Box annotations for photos
========

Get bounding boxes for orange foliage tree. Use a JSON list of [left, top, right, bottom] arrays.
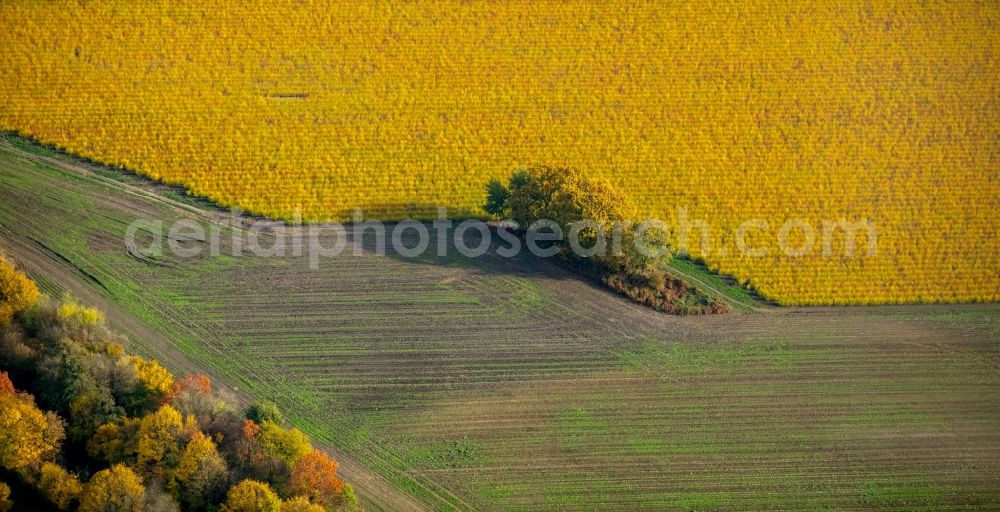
[[288, 450, 344, 507]]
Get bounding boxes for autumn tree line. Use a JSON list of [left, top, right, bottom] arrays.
[[0, 254, 357, 512], [483, 166, 728, 314]]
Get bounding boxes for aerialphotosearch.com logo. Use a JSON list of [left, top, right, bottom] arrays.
[[125, 208, 878, 269]]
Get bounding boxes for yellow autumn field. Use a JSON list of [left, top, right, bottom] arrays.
[[0, 0, 1000, 304]]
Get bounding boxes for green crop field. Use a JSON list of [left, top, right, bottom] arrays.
[[0, 137, 1000, 511]]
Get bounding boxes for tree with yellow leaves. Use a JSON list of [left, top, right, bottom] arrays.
[[258, 421, 313, 466], [127, 356, 174, 408], [136, 405, 184, 478], [288, 450, 344, 508], [36, 462, 83, 510], [170, 432, 229, 510], [78, 464, 146, 512], [0, 372, 64, 472], [281, 496, 326, 512], [221, 480, 281, 512], [0, 252, 38, 326], [0, 482, 14, 512]]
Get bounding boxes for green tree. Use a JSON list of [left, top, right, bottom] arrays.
[[36, 462, 83, 510], [483, 179, 510, 218], [0, 482, 14, 512], [246, 400, 285, 425], [258, 421, 313, 466]]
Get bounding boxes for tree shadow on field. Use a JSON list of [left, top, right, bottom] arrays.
[[344, 221, 592, 284]]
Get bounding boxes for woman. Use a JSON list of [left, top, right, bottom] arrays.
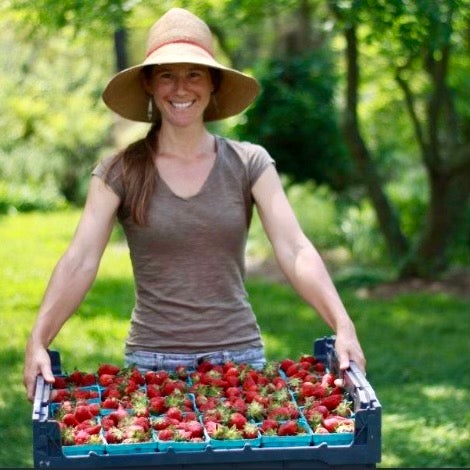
[[24, 8, 365, 399]]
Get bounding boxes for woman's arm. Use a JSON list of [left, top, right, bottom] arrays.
[[23, 177, 120, 400], [252, 167, 366, 372]]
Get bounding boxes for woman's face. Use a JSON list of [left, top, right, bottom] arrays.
[[144, 64, 213, 127]]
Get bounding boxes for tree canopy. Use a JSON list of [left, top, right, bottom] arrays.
[[0, 0, 470, 277]]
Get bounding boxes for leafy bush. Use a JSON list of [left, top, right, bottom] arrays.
[[236, 50, 354, 189], [0, 182, 67, 214]]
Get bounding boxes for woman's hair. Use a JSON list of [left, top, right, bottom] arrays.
[[105, 123, 160, 225], [105, 66, 222, 225]]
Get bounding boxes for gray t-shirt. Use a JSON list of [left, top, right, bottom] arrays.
[[93, 136, 274, 353]]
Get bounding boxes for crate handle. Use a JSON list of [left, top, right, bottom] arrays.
[[33, 375, 51, 421]]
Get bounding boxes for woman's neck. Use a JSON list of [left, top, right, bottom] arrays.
[[157, 125, 215, 159]]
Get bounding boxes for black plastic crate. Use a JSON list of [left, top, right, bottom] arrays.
[[33, 337, 381, 470]]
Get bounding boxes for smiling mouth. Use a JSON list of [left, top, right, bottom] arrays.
[[171, 101, 194, 109]]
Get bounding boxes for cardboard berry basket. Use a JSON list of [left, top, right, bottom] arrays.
[[32, 336, 381, 470]]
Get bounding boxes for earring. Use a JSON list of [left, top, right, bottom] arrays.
[[211, 93, 219, 116], [147, 96, 153, 122]]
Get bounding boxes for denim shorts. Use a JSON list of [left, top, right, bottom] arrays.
[[124, 347, 266, 371]]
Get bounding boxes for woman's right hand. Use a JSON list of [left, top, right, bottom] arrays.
[[23, 345, 54, 402]]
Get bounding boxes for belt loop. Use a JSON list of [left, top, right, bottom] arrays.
[[222, 351, 233, 363]]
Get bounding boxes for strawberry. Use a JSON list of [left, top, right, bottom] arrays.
[[321, 372, 336, 387], [152, 416, 171, 431], [74, 429, 90, 445], [321, 415, 340, 432], [97, 363, 121, 376], [101, 397, 119, 409], [185, 420, 204, 438], [260, 418, 279, 435], [299, 382, 326, 398], [81, 373, 96, 387], [319, 395, 343, 410], [242, 423, 258, 439], [277, 419, 302, 436], [229, 412, 247, 429], [149, 397, 166, 414], [166, 406, 183, 421], [175, 366, 188, 380], [85, 424, 101, 436], [68, 369, 83, 387], [104, 427, 124, 444], [61, 413, 79, 426], [157, 428, 175, 441], [74, 405, 94, 423], [98, 374, 116, 387], [280, 358, 295, 373]]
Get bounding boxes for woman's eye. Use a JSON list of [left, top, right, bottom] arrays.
[[157, 72, 171, 80], [189, 70, 202, 79]]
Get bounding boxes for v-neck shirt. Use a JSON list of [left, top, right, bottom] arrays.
[[93, 136, 274, 353]]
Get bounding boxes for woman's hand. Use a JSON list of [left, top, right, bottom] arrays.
[[335, 327, 366, 375], [23, 345, 54, 402]]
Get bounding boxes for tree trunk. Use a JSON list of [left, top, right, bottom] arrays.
[[114, 27, 129, 72], [400, 164, 470, 279], [343, 25, 409, 258]]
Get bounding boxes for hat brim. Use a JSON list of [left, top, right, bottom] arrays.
[[103, 44, 260, 122]]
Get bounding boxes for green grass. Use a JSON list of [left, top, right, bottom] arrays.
[[0, 210, 470, 468]]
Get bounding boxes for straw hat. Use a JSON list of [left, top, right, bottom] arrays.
[[103, 8, 260, 122]]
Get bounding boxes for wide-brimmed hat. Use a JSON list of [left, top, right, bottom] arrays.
[[103, 8, 260, 122]]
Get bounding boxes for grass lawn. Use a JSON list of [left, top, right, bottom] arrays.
[[0, 210, 470, 468]]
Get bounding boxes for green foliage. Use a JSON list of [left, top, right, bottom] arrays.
[[0, 210, 470, 468], [0, 17, 112, 207], [237, 50, 353, 189]]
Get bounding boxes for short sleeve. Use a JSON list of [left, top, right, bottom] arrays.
[[91, 156, 125, 200], [248, 144, 276, 187]]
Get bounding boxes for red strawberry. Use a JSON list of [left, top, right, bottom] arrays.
[[175, 366, 188, 380], [74, 405, 94, 423], [101, 416, 116, 431], [104, 427, 124, 444], [54, 376, 67, 389], [157, 428, 174, 441], [149, 397, 166, 414], [98, 374, 116, 387], [152, 416, 171, 431], [85, 424, 101, 436], [97, 363, 121, 375], [279, 358, 295, 373], [321, 372, 336, 387], [319, 395, 343, 410], [74, 429, 90, 445], [277, 420, 302, 436], [229, 412, 247, 429], [166, 406, 183, 421], [101, 397, 119, 409], [299, 382, 326, 398], [61, 413, 79, 426], [322, 415, 340, 432], [81, 373, 96, 387], [185, 420, 204, 438], [242, 423, 258, 439]]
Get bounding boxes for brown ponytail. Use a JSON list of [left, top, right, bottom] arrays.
[[105, 123, 160, 225]]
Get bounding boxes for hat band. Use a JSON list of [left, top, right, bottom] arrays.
[[146, 39, 214, 58]]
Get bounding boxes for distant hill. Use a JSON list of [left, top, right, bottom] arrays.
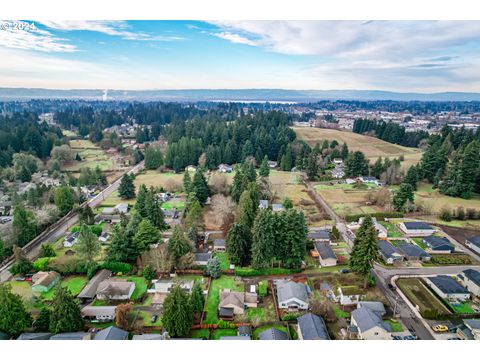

========

● EXERCISE REQUIREMENTS
Put all the material above into a numbered list, one line per item. Skip any blank lines and leave out the pictures.

● OUTPUT OF THE EXERCISE
1. Get bounding boxes for orange foliage tree. Use a JSON list of [left, top, right, bottom] arrays.
2. [[288, 450, 344, 507]]
3. Get bounding boxes for autumn tree line. Use a JSON list of [left, top, right, bottom] arrays.
4. [[0, 254, 357, 512], [483, 166, 728, 314]]
5. Get bounding boxes for aerialphotosearch.com logo. Use a JSON list of [left, top, right, bottom] arrays.
6. [[125, 208, 878, 269]]
7. Get bounding boxes for yellow autumn field. Use a JSON list of [left, top, right, bottom] arrays.
8. [[0, 0, 1000, 304]]
9. Get bounding boxes for green crop field. Use a JSON list of [left, top, right, bottom] arrays.
10. [[0, 137, 1000, 511]]
11. Get bounding boxes for tree with yellow leaves. Use a JSON list of [left, top, right, bottom] arrays.
12. [[258, 421, 313, 466], [127, 356, 174, 408], [136, 405, 184, 478], [288, 450, 344, 508], [36, 462, 83, 510], [170, 432, 229, 510], [78, 464, 146, 512], [0, 372, 64, 472], [281, 496, 326, 512], [221, 480, 281, 512], [0, 252, 38, 326], [0, 482, 14, 512]]
13. Get bounding boxes for green tree. Use a JSON list of [left, top, right, bottom] arrays.
14. [[36, 462, 83, 510], [483, 179, 510, 218], [0, 482, 14, 512], [246, 400, 285, 425], [258, 421, 313, 466]]
15. Get bounding boxes for tree shadow on field. Use a JSON list of [left, top, right, bottom] arrays.
16. [[344, 221, 592, 284]]
17. Get bounding boxes for woman. Use a JSON list of [left, top, right, bottom] arrays.
18. [[24, 8, 365, 399]]
19. Get bounding boxes for woman's arm. Use a JSON list of [left, top, right, bottom] arrays.
20. [[23, 177, 120, 400], [252, 167, 366, 372]]
21. Get bounding boxes for woman's face. Use a JSON list of [left, top, right, bottom] arrays.
22. [[144, 64, 213, 127]]
23. Get bounding boxes for tree canopy. Use a JSON list of [left, top, right, bottom] arrays.
24. [[0, 0, 470, 277]]
25. Get bounding boxes for leafy bush. Use a JSON list of [left, top, right, bottom] arrays.
26. [[236, 50, 354, 189], [0, 182, 67, 214]]
27. Get bounding boxes for woman's hair. Use a JSON list of [left, top, right, bottom] arrays.
28. [[105, 123, 160, 225], [105, 66, 222, 225]]
29. Get bounding boxes for gray t-shirt. Use a JSON list of [left, top, right, bottom] arrays.
30. [[93, 136, 274, 353]]
31. Get bounding boxes for crate handle. Use a JSON list of [left, top, right, bottom] arrays.
32. [[33, 375, 51, 421]]
33. Get bounding boxes for woman's neck. Use a JSON list of [left, top, right, bottom] arrays.
34. [[157, 125, 215, 159]]
35. Get bounding boxes for black plastic crate. Use a JSON list of [left, top, right, bottom] arrays.
36. [[33, 337, 381, 470]]
37. Get bounding boxes for smiling mouth. Use a JSON list of [left, top, right, bottom] arrays.
38. [[171, 101, 194, 109]]
39. Get bounding boxes for cardboard berry basket. Use a JSON list of [left, top, right, bottom] arrays.
40. [[32, 336, 381, 470]]
41. Get bounding boxes for earring. Use a JSON list of [left, top, right, bottom] arrays.
42. [[211, 93, 219, 116], [147, 96, 153, 122]]
43. Get bounding boxes for denim shorts. Use a JSON list of [left, top, right, bottom] arrays.
44. [[124, 347, 266, 371]]
45. Get bounding boxes for woman's right hand. Use a JSON list of [left, top, right, bottom] arrays.
46. [[23, 345, 54, 402]]
47. Get bounding boxes for belt loop. Use a JSON list of [left, top, right, bottom] arrays.
48. [[222, 351, 233, 363]]
49. Get bounding boxes for strawberry. Use a JSON list of [left, top, right, bottom] arrays.
50. [[321, 372, 336, 387], [152, 416, 171, 431], [74, 429, 90, 445], [321, 415, 340, 432], [97, 363, 121, 376], [101, 397, 119, 409], [185, 420, 204, 438], [260, 418, 279, 435], [299, 382, 326, 398], [81, 373, 96, 387], [319, 395, 343, 410], [242, 423, 258, 439], [277, 419, 302, 436], [229, 412, 247, 429], [149, 397, 166, 414], [166, 406, 183, 421], [175, 366, 188, 380], [85, 424, 101, 436], [68, 369, 83, 387], [104, 427, 124, 444], [61, 413, 79, 426], [157, 428, 175, 441], [74, 405, 94, 423], [98, 374, 116, 387], [280, 358, 295, 373]]
51. Get bounding boxes for woman's eye. Use a JSON list of [left, top, right, bottom] arrays.
52. [[157, 72, 171, 80], [189, 70, 202, 79]]
53. Get bounding boxes for v-neck shirt. Use a JSON list of [left, top, right, bottom] arrays.
54. [[93, 136, 274, 353]]
55. Get bounding boxes for woman's hand. Use a JSON list of [left, top, right, bottom] arrays.
56. [[335, 327, 366, 375], [23, 345, 54, 402]]
57. Get bounding boxes for tree trunk. Use a JSON list of [left, top, right, bottom] arrays.
58. [[114, 27, 129, 72], [400, 164, 470, 279], [343, 25, 409, 258]]
59. Get bounding boxes for hat brim. Use a JSON list of [left, top, right, bottom] arrays.
60. [[103, 44, 260, 122]]
61. Get bounding boxes for green grass. Use a JSON list of [left, top, right, bottom] arrays.
62. [[0, 210, 470, 468]]
63. Get bounding boxes for straw hat. Use a JSON list of [left, top, right, bottom] arrays.
64. [[103, 8, 260, 122]]
65. Get bounding boxes for wide-brimmed hat. Use a JSON list of [left, top, right, bottom] arrays.
66. [[103, 8, 260, 122]]
67. Get bounding boxes for grass lawn. Use a JSON list of [left, top, right, bottom] arrays.
68. [[0, 210, 470, 468]]
69. Get bounding boxes for green foliage. Use a JSON list of [left, top, right, bottom] arrays.
70. [[0, 210, 470, 468], [0, 17, 112, 207], [237, 50, 353, 189]]
71. Get bounding boxes for short sleeve. Use a JSON list of [left, top, right, bottom] arrays.
72. [[91, 156, 125, 200], [248, 144, 276, 187]]
73. Get bounding boxes for red strawberry. Use a JSON list of [left, top, right, bottom] arrays.
74. [[175, 366, 188, 380], [74, 405, 94, 423], [101, 416, 116, 431], [104, 427, 124, 444], [54, 376, 67, 389], [157, 428, 174, 441], [149, 397, 166, 414], [98, 374, 116, 387], [152, 416, 171, 431], [85, 424, 101, 436], [97, 363, 121, 375], [279, 358, 295, 373], [321, 372, 336, 387], [319, 395, 343, 410], [74, 429, 90, 445], [277, 420, 302, 436], [229, 412, 247, 429], [166, 406, 183, 421], [101, 397, 119, 409], [299, 382, 326, 398], [61, 413, 79, 426], [322, 415, 340, 432], [81, 373, 96, 387], [185, 420, 204, 438], [242, 423, 258, 439]]
75. Get bounding boxes for brown ponytail. Use a JSON list of [left, top, right, bottom] arrays.
76. [[105, 123, 160, 225]]
77. Get bounding boxes for hat band. Use a JSON list of [left, top, right, bottom] arrays.
78. [[146, 39, 214, 58]]
79. Get bounding boxes for distant hill. Use a JSON list of [left, top, right, bottom] arrays.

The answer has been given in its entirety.